**EXERCISE REQUIREMENTS**
Could you rewrite the records as a Markdown table with the columns "Row" and "Line", starting with the line that contains "Put a dot on each instance of the produce" and going on through the end of the records, leaving out any blank lines?

[START]

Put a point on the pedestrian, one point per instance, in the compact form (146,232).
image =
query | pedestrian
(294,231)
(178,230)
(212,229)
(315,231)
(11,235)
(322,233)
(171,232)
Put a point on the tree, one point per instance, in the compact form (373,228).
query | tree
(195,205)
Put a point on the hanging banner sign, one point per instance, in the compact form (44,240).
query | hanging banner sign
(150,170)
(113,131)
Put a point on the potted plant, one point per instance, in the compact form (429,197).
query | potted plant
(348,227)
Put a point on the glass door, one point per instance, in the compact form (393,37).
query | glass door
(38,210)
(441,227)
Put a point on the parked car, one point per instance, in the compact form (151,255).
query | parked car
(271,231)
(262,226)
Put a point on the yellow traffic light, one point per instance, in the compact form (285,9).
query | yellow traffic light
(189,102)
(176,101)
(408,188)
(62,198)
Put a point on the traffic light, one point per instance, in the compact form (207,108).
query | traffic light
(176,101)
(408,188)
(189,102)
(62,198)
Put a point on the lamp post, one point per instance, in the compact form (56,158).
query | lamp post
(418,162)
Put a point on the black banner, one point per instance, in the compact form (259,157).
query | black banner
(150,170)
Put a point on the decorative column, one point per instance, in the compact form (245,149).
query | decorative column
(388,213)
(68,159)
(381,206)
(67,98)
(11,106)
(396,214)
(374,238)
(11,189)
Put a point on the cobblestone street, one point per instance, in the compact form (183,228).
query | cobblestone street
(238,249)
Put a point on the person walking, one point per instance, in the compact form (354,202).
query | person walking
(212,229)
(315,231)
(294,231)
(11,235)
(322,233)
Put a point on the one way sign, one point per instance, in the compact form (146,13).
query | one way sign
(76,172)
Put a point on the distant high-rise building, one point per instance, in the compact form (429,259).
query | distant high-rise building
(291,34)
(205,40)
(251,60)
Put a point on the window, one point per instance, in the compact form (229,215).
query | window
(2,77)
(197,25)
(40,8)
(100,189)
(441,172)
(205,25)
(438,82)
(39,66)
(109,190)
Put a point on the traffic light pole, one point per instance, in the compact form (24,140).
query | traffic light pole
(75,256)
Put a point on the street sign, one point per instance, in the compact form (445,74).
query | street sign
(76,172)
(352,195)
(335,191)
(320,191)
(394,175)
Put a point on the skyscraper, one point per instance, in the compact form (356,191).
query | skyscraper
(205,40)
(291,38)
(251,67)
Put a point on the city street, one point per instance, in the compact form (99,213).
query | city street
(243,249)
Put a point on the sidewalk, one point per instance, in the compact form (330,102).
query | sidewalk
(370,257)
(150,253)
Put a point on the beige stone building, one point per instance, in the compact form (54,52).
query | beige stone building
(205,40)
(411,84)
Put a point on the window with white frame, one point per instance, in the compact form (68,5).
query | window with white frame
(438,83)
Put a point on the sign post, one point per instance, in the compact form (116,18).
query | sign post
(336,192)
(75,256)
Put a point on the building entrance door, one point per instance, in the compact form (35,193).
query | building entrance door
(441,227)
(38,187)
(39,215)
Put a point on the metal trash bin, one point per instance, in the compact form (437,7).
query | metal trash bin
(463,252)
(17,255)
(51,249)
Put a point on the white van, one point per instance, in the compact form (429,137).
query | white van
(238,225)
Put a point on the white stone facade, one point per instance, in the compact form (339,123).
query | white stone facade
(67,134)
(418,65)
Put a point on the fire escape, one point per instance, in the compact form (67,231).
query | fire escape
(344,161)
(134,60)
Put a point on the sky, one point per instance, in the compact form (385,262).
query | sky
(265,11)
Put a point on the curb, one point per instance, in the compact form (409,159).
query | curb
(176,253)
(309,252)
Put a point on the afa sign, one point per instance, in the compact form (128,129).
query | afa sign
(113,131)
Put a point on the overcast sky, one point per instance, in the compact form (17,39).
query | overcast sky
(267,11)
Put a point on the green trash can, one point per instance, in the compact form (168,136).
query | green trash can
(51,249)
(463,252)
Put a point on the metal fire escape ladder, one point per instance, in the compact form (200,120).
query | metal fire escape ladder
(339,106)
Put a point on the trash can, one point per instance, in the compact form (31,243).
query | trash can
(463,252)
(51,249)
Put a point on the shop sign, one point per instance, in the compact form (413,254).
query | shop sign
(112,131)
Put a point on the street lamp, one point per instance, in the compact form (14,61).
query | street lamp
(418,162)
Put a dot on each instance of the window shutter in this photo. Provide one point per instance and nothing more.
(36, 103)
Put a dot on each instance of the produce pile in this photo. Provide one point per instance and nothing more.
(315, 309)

[END]

**EXERCISE RESPONSE**
| Row | Line |
|---|---|
| 1 | Put a dot on each instance of the produce pile in this photo. Provide one point per instance and nothing more. |
| 2 | (315, 309) |